▸ **SELECTED TEXT**:
──────────

Let’s unpack Mr. Obama’s claim.

His methodology measures the combined cost of the three policies against a “budget baseline” — a snapshot of what the budget would look like for the next decade if today’s tax and spending policies are maintained. Think of the budget baseline as the do-nothing default option.

The first problem is the president’s baseline deficit of “$8 trillion over the next decade.” This likely refers to the 10-year, $8.9 trillion deficit in the White House’s budget baseline last year.

Yet this baseline contained numerous questionable assumptions. It assumed that spending in Iraq and Afghanistan would continue growing forever, while spending on regular discretionary programs (which has doubled over the past decade) would slow to approximately 2 percent annual growth for most of the decade.

The baseline also incorporated provisions of Mr. Obama’s own stimulus bill that had already been enacted — deficit spending that he obviously didn’t inherit from his predecessor. Thus, the $8 trillion baseline deficit figure is not credible.

──────────

▸ **EXERCISES TO COMPLETE**:
1. Duplicate the part of the passage on the budget baseline that begins at the words "Yet this baseline" and stops after "is not credible.".
2. According to the passage on the budget baseline, what annual growth rate did the baseline assume for regular discretionary programs for most of the decade?
The data isn't needed for this work.

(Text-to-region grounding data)
──────────

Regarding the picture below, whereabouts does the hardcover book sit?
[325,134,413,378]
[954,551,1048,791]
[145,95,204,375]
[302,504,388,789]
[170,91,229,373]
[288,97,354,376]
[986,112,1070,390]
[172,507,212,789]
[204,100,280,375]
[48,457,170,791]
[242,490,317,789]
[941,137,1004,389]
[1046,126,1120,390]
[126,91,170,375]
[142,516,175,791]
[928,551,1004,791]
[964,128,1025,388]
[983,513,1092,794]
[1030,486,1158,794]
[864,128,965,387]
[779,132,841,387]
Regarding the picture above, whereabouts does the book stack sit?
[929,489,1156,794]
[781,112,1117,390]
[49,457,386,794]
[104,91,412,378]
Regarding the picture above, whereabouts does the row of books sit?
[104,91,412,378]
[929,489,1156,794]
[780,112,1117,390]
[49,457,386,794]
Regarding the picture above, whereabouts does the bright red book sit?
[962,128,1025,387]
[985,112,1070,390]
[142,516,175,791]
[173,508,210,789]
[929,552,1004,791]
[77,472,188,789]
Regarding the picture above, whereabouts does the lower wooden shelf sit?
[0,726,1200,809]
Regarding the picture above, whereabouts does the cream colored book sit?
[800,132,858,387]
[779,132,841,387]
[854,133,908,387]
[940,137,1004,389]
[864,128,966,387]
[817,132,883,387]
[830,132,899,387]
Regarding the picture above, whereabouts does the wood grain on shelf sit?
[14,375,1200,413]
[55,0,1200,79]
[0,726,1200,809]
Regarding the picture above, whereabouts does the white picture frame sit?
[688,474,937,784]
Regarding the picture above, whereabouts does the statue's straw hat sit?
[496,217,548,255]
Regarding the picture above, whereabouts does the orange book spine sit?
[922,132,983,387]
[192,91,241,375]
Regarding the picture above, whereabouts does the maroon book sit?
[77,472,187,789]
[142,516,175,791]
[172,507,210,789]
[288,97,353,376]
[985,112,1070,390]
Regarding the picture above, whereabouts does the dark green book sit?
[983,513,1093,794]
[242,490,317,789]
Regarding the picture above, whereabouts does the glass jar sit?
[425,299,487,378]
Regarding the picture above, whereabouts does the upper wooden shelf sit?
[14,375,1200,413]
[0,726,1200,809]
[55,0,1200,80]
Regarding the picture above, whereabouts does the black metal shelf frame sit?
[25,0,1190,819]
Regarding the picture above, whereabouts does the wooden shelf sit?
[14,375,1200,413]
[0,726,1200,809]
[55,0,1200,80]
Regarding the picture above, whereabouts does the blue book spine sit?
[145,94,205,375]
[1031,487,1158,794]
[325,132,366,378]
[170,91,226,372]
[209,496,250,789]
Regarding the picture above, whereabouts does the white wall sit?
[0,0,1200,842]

──────────

▸ **RESPONSES FOR EACH TASK**:
1.
Yet this baseline contained numerous questionable assumptions. It assumed that spending in Iraq and Afghanistan would continue growing forever, while spending on regular discretionary programs (which has doubled over the past decade) would slow to approximately 2 percent annual growth for most of the decade.

The baseline also incorporated provisions of Mr. Obama’s own stimulus bill that had already been enacted — deficit spending that he obviously didn’t inherit from his predecessor. Thus, the $8 trillion baseline deficit figure is not credible.

2. Approximately 2 percent.